Entries from a pointing dataset
****
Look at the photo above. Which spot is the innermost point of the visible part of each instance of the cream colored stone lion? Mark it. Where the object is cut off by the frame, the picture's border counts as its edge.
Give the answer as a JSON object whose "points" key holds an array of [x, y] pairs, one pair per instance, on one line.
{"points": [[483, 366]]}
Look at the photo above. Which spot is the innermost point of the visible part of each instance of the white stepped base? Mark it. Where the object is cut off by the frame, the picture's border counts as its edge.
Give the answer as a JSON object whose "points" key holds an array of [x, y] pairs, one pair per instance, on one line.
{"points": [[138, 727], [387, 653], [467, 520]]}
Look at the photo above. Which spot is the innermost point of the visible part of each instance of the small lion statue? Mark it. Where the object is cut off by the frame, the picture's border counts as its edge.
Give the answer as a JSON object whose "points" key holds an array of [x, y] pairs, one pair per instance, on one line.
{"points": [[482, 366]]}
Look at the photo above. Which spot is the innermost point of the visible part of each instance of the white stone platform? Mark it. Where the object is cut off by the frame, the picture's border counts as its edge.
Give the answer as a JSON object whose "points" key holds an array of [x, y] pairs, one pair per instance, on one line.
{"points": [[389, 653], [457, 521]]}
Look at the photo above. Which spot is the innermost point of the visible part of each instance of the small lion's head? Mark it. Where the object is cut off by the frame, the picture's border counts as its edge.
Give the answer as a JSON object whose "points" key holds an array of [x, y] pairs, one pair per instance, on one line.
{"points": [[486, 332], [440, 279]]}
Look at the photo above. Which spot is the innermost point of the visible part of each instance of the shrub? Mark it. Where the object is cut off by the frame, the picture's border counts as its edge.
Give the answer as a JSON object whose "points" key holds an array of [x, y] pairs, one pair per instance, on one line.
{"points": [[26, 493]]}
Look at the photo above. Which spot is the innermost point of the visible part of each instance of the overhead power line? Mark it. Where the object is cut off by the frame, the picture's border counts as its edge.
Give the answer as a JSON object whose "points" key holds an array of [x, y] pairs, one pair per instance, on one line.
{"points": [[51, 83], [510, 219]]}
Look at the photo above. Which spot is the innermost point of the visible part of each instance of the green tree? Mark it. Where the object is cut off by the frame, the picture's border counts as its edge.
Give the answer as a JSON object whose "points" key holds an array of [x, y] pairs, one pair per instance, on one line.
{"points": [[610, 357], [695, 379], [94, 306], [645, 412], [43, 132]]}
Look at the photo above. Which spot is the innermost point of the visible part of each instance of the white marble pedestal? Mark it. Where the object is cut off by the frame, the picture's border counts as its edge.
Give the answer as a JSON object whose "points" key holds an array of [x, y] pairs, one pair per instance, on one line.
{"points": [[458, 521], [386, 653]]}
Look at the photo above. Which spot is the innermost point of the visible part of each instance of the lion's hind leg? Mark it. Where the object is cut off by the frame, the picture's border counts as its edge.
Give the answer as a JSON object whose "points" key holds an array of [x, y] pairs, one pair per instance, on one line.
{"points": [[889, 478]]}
****
- **Written instruction**
Starting at the line that contains "the white marble", copy each line exactly through the end of the listing above. Include that first line and the last one, and add nothing.

- **Exercise result**
Look at the photo above. Which spot is the innermost point of the visible part of each instance of the white marble pedestal? Mark it. Where the object is cut off by the frame, the picture's border counts as its edge.
Give the answer as a JSON object whose "points" key holds an array of [x, y] pairs, one pair per instance, on one line.
{"points": [[458, 521], [386, 653]]}
Look at the photo above. Which spot is the innermost point of the visible part of each instance of the lion's hind leg? Mark it. Where the object is cut off by the frame, the picture's border counts as its edge.
Give the answer as a JSON object whose "points" key holds an array of [x, y] pairs, one pair per instance, on one line.
{"points": [[889, 478]]}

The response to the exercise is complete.